Source passage ::
Content starts
School closures and remote learning are harmful and ineffective, as children remain at low risk for severe disease and schools are not major drivers of community outbreaks. Vaccines may limit severe disease, which is important for vulnerable individuals, but are less effective at preventing infection and transmission than immunity acquired by infection. Despite a lack of compelling evidence, many leaders continue mandating unproven and unnecessary restrictions on a COVID-fatigued population.

However, amidst these failures, one effective COVID-19 mitigation strategy stands out—improving indoor ventilation. It was known quite early in the pandemic that outdoor transmission of SARS-CoV-2 was rare, and that indoor transmission was frequently associated with crowded and poorly ventilated spaces (although this did not stopped leaders from cancelling outdoor events and mandating outdoor restrictions). Strategies to increasing ventilation have survived 20 months of failed efforts because strong evidence supports their continued development and utility.

Ventilation: The NPI That Works for Airborne Viruses

In commercial aircraft—one example of a highly ventilated indoor space—virus transmission has been low despite crowded conditions. This has been attributed to forced masking of passengers (unfortunately including children with disabilities). However, pressurized aircraft cabins experience 20-30 air changes per hour (ACH), meaning all of the air within a cabin will be filtered and replaced every 2-3 minutes. With this level of ventilation, the ability of a person to expose an individual to an infectious dose even in the next seat is quite limited. A classic example of a commercial aircraft outbreak was in 1977, where a single passenger with influenza infected 72 percent of other passengers on the flight. This extraordinary event required a complete failure of the ventilation system and a three-hour delay on the tarmac. If the ventilation system had been functional, the outbreak would have never happened.

To give an idea of how ventilation increases the time to infectious dose compared to cloth (typical) masking, below is a table created using model calculations created by Dr. Lisa Brosseau, an expert with over 30 years of experience in PPE and particle filtration:

Although this table was created to illustrate the potential for high-quality respirators to decrease time to infectious dose (for workers in high-risk situations), you can also see the advantages of increased ventilation. As ACH increases, the time to infectious dose increases much more significantly than with face coverings, with differences that can be measured in hours for ventilation compared to minutes for masking.

Increasing indoor ventilation is an effective strategy because airborne transmission is a significant route for SARS-CoV-2 spreadwhile surface transmission is not. Airborne virus may remain suspended in small aerosol particles for hours, rendering typical face coverings ineffective (and extended use of N95-type respirators is simply not practical). The 6-foot rule for social distancing, based early estimates of surface of large droplets, also becomes increasingly arbitrary in an airborne transmission scenario. These facts make adjustments to indoor ventilation an attractive strategy for building engineers seeking to decrease the risk of airborne virus transmission.
Content ends
Data block ::
Content starts
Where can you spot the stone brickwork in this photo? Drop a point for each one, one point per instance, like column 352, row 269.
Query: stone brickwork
Content ends
Exercise instructions ::
- a) Answer these from the passage on indoor ventilation and COVID-19, one answer per line:
(i) How many air changes per hour do pressurized aircraft cabins experience?
(ii) What percentage of the other passengers did the single passenger with influenza infect in 1977?
(iii) Which route of SARS-CoV-2 spread does the passage call significant, and which does it say is not?
- b) Carry on the passage on indoor ventilation and COVID-19 from its final sentence.

Answer set ::
- a)
(i) 20-30 air changes per hour.
(ii) 72 percent.
(iii) Airborne transmission is significant; surface transmission is not.

- b)
There are many buildings where this strategy could make a big difference, such as assisted living facilitiesHospitals already incorporate these strategies to significant effect. Anywhere where vulnerable individuals congregate in significant numbers might consider ventilation strategies designed to minimize transmission of respiratory viruses.

A Sterile Air Pipe Dream

But, as with any mitigation strategy, what can be done can also be overdone (this might be an unofficial motto of the U.S. pandemic response). In September, the Atlantic published an article titled “The Plan to Stop Every Respiratory Virus at Once.”

The article begins by outlining the historical advances in sanitation and purification of drinking water in ending cholera outbreaks and measures targeting mosquitos and mosquito-breeding habitats that minimized threats from yellow fever and malaria. The author then compares these efforts to a lack of concern for building ventilation, an issue highlighted by the COVID-19 pandemic and high levels of transmission in crowded and poorly ventilated spaces, and applies the same logic: “We don’t drink contaminated water. Why do we tolerate breathing contaminated air?”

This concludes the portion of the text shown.